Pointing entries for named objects
# # # # #

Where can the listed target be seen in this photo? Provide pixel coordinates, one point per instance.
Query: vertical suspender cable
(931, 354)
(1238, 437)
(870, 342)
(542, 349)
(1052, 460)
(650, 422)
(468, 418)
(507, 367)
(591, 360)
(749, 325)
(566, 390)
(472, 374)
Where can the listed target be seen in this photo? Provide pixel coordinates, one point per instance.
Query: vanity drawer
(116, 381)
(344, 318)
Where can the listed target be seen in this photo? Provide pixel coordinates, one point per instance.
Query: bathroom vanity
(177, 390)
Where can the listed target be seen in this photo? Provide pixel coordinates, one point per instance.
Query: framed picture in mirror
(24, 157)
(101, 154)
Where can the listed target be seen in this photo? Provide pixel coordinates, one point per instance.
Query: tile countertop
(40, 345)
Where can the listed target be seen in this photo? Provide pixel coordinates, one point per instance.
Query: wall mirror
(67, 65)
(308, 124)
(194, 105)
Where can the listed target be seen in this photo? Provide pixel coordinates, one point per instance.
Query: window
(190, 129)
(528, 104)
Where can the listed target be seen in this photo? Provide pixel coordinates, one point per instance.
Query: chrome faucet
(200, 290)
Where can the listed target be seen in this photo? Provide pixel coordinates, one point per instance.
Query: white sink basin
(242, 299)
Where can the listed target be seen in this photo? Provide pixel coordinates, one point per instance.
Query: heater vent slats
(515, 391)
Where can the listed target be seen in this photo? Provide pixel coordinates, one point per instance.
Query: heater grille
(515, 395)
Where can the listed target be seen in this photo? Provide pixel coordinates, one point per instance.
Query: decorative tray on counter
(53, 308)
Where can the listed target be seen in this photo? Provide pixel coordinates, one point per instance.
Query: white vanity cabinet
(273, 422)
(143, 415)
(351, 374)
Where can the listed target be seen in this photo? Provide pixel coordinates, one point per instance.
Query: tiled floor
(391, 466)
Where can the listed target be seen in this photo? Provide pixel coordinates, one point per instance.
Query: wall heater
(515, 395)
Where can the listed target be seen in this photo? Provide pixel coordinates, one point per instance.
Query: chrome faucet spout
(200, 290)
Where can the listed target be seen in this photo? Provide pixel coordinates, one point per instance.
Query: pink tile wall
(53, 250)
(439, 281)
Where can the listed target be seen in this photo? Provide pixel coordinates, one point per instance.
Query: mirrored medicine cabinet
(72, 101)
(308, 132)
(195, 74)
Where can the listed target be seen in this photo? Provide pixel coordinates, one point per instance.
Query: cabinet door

# # # # #

Which lines in the data contain the word "white"? Report each of them in full.

Query: white sink basin
Query: white vanity cabinet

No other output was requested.